» **Excerpt**

=====

UniPath

Overview

UniPath provides robust statistical methods to represent every single cell using pathway and gene-set enrichment scores. It can be used with both single cell RNA-seq and single cell ATAC-seq profile with scalability for atlas scale data-sets. UniPath comes with several features like pseudo-temporal ordering using pathway scores and unconventional way of enumerating differences between two cell populations.

FAQs

1. Can I use raw read count data?
Ans. UniPath works with FPKM/TPM/RPKM and UMI counts expression data. But we have a function count data into FPKM.

2. How to process big data?
Ans. User can split dataset column-wise and use chunks of data as input for UniPath. After parallel processing user can combine entire if required for downstream analysis.

3. Should I use raw p-values or log transformed p-values?

=====

» **Data for analysis**

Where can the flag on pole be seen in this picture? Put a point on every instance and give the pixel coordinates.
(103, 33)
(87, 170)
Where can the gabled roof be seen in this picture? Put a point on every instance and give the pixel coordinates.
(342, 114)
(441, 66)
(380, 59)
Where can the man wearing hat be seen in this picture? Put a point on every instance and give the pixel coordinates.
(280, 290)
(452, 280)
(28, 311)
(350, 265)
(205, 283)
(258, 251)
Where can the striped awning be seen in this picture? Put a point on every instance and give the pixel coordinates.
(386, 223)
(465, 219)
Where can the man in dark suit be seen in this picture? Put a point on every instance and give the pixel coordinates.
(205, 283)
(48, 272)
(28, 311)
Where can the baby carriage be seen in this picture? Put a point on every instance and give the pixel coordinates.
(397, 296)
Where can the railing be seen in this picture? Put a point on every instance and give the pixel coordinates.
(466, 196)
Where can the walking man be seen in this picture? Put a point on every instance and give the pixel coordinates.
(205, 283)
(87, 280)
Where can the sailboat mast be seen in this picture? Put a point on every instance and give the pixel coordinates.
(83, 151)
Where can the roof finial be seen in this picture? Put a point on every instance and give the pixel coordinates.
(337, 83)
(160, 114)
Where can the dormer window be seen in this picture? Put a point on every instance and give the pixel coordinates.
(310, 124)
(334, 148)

=====

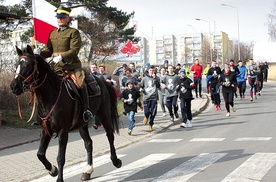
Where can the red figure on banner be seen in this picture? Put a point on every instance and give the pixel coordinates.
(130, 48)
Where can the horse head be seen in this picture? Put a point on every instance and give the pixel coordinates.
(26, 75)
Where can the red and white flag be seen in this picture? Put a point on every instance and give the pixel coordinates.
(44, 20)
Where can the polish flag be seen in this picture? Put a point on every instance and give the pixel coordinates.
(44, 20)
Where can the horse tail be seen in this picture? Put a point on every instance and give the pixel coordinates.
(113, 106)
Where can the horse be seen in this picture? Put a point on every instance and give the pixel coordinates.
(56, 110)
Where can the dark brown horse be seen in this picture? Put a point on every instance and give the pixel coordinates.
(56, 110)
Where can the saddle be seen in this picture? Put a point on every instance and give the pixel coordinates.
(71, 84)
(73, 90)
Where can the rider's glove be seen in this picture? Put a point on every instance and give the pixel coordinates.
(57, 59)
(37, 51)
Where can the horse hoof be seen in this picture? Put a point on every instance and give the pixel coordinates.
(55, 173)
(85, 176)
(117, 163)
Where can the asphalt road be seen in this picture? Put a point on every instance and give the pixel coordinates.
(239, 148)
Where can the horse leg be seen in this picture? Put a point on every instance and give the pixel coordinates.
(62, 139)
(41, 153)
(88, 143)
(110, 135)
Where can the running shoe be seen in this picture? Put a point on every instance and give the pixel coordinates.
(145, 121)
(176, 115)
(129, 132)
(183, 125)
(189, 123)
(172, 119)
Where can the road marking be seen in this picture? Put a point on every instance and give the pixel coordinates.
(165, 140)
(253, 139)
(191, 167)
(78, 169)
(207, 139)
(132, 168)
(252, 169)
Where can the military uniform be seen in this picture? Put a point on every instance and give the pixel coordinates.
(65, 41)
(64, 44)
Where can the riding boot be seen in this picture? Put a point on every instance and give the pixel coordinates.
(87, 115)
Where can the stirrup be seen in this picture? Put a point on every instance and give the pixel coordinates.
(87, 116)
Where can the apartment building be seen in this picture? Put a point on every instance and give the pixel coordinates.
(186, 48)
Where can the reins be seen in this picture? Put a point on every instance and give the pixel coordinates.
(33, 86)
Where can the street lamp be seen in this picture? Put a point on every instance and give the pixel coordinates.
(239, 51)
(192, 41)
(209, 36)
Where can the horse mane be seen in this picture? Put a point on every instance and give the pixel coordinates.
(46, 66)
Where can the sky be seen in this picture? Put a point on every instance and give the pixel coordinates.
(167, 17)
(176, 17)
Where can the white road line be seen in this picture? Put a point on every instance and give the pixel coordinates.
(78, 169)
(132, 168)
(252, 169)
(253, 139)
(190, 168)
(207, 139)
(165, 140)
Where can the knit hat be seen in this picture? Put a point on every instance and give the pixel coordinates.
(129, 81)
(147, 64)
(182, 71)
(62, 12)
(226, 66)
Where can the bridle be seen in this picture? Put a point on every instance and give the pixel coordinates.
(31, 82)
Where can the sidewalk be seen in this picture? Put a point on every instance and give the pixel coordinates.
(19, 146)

=====

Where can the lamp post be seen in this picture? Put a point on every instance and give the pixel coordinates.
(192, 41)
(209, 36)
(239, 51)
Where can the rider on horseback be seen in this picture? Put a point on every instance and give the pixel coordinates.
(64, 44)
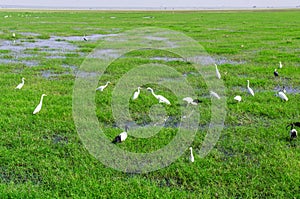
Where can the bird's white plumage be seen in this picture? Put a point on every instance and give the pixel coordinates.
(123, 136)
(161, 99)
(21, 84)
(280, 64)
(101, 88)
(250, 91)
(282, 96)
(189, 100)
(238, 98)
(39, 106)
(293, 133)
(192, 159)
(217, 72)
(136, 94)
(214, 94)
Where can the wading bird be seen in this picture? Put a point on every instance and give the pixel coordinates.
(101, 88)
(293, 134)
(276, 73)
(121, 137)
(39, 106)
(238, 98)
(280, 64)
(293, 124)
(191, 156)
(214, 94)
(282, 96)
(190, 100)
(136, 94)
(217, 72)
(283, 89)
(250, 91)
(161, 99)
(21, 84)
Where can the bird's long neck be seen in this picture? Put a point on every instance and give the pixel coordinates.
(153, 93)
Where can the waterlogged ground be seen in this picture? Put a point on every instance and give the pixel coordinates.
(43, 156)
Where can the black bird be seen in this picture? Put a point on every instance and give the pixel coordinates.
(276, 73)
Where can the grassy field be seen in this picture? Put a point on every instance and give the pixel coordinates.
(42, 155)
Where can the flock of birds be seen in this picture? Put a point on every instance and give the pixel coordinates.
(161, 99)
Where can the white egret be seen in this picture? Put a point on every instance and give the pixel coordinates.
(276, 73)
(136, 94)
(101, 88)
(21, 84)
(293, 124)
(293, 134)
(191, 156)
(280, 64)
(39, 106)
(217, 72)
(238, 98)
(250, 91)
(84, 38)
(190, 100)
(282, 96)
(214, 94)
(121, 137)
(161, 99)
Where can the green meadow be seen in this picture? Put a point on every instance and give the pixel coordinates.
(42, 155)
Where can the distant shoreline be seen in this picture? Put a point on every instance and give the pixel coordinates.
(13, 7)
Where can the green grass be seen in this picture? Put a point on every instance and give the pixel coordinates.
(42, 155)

=====

» **Problems and tasks**
1) Answer these questions about the UniPath page:
(a) Which two kinds of single cell profile can UniPath be used with?
(b) Which types of expression data does UniPath work with?
(c) How can a user feed a big dataset into UniPath?
2) Reproduce the UniPath page word for word from "UniPath provides robust" to "read count data?".

» **Answers for this exercise**
1)
(a) Single cell RNA-seq and single cell ATAC-seq.
(b) FPKM/TPM/RPKM and UMI counts expression data.
(c) By splitting the dataset column-wise and using chunks of it as input.

2)
UniPath provides robust statistical methods to represent every single cell using pathway and gene-set enrichment scores. It can be used with both single cell RNA-seq and single cell ATAC-seq profile with scalability for atlas scale data-sets. UniPath comes with several features like pseudo-temporal ordering using pathway scores and unconventional way of enumerating differences between two cell populations.

FAQs

1. Can I use raw read count data?